- Page text

++++++++++

Jeannette McHugh (; born 18 December 1934) is a former Australian politician who was the first woman from New South Wales elected to federal parliament. She served in the House of Representatives from 1983 to 1996, representing the Australian Labor Party (ALP), and was Minister for Consumer Affairs in the Keating Government from 1992 to 1996. She was a schoolteacher and political activist prior to entering parliament.

Early life and education
Born in Kandos, New South Wales, McHugh was educated at the University of Sydney, where she resided at the Women's College.

Career

Early career
She worked as a languages teacher and on social justice issues for many years through her involvement in housing, environment, anti-nuclear, peace and women's organisations before gaining ALP pre-selection for the Division of Phillip, a seat she won at the 1983 Australian federal election, making her the first woman from New South Wales to sit in the federal parliament.

Parliamentary career
She was made Minister for Consumer Affairs in 1992, making her the first female federal minister from New South Wales. When the Division of Phillip was abolished after an electoral redistribution, it was arranged for McHugh to move to the Division of Grayndler, as she was entitled to a seat as a minister. The sitting member Leo McLeay agreed to move to the new neighbouring electorate of Watson.

++++++++++

- Data listing
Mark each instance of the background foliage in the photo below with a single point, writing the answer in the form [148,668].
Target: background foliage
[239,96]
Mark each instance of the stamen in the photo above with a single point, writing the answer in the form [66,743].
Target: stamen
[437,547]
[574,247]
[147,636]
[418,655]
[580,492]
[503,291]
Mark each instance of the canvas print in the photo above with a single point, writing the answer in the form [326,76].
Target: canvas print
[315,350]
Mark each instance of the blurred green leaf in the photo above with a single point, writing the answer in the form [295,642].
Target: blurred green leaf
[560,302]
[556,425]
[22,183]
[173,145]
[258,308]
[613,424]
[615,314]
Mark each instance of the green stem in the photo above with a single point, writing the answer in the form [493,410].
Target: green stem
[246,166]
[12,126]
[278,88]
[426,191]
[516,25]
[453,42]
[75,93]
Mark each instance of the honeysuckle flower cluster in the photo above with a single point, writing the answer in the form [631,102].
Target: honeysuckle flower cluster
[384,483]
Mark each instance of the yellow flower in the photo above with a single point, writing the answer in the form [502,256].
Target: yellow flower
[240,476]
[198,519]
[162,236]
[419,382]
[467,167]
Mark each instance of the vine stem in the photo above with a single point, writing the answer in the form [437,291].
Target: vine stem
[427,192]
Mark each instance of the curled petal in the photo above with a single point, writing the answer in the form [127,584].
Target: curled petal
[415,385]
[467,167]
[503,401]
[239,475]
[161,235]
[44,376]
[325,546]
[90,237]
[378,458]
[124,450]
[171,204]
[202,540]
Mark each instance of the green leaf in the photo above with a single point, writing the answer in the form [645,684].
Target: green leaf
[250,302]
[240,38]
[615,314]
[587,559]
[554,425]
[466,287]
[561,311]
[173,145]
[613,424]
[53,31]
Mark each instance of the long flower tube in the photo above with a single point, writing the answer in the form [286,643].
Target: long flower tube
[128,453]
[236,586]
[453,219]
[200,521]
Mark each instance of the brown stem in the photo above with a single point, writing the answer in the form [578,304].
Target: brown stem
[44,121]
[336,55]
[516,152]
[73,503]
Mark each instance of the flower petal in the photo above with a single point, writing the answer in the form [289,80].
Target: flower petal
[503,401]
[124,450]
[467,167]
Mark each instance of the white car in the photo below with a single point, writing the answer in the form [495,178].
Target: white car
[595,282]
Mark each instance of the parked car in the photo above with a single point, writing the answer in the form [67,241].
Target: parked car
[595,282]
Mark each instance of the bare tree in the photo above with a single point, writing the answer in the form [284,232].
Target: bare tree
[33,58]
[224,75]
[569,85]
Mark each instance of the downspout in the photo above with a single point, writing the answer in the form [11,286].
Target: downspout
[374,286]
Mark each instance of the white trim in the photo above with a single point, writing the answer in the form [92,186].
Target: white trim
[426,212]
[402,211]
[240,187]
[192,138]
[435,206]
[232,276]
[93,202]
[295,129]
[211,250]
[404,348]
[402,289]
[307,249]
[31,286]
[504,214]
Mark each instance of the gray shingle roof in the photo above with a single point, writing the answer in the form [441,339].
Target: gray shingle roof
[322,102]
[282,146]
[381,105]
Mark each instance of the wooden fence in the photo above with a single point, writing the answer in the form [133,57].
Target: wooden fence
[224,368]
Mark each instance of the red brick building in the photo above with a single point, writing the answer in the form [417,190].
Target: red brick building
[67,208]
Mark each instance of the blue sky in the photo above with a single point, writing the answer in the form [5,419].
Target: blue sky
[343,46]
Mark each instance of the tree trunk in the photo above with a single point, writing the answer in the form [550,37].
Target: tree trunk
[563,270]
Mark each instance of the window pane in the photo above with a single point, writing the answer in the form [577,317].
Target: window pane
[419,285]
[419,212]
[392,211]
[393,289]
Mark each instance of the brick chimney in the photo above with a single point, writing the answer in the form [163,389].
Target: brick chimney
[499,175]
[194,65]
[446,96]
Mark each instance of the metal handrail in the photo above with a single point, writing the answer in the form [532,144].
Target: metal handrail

++++++++++

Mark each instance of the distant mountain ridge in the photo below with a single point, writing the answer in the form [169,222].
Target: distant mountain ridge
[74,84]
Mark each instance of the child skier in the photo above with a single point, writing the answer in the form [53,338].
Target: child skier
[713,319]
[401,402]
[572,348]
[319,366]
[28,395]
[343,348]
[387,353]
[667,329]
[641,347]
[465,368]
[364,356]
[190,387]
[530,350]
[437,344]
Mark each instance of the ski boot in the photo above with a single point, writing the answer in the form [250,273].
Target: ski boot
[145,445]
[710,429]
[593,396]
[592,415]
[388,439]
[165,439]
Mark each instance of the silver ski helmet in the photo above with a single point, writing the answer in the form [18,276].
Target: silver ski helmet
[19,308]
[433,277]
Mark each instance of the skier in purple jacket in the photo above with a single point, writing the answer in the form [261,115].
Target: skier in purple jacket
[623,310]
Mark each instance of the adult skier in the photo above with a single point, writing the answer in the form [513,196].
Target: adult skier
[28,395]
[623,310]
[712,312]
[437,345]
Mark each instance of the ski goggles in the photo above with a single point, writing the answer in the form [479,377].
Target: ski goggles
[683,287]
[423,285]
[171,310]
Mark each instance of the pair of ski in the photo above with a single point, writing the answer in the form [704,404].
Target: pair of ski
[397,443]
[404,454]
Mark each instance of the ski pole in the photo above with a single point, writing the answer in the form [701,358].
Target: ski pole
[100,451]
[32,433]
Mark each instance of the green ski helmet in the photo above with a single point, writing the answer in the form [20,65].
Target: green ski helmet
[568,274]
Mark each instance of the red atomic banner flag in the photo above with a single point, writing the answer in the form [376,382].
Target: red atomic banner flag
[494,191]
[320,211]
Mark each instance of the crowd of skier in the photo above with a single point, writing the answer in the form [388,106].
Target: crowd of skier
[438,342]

++++++++++

- Given exercise 1
From the Jeannette McHugh biography, list every federal electoral division it names.
- Given exercise 2
Resume the Jeannette McHugh biography, picking up right after its last sentence.
The data has no role here.

- Task response 1
Phillip, Grayndler, Watson

- Task response 2
McHugh announced her retirement from parliament, to be effective at the time of the 1996 Australian federal election, at which the ALP lost government. Anthony Albanese won pre-selection for Grayndler, and retained the seat for Labor at the election. McHugh was a member of Labor's Left faction.

Post-parliamentary career
McHugh is Chair of the Jessie Street Trust, and was Secretary of the Evatt Foundation until November 2006.

Personal life
Jeannette McHugh is married to former High Court of Australia justice Michael McHugh.

Her parents were Charles Richard "Charlie" Goffet (1909–91), who taught French at Newcastle Boys High School from 1942 to 1978, and Neta Jean Goffet (née Walsh) (1909–83). Her younger sister is former Labor and Independent local councillor and Mayor of Warringah, Julie Sutton.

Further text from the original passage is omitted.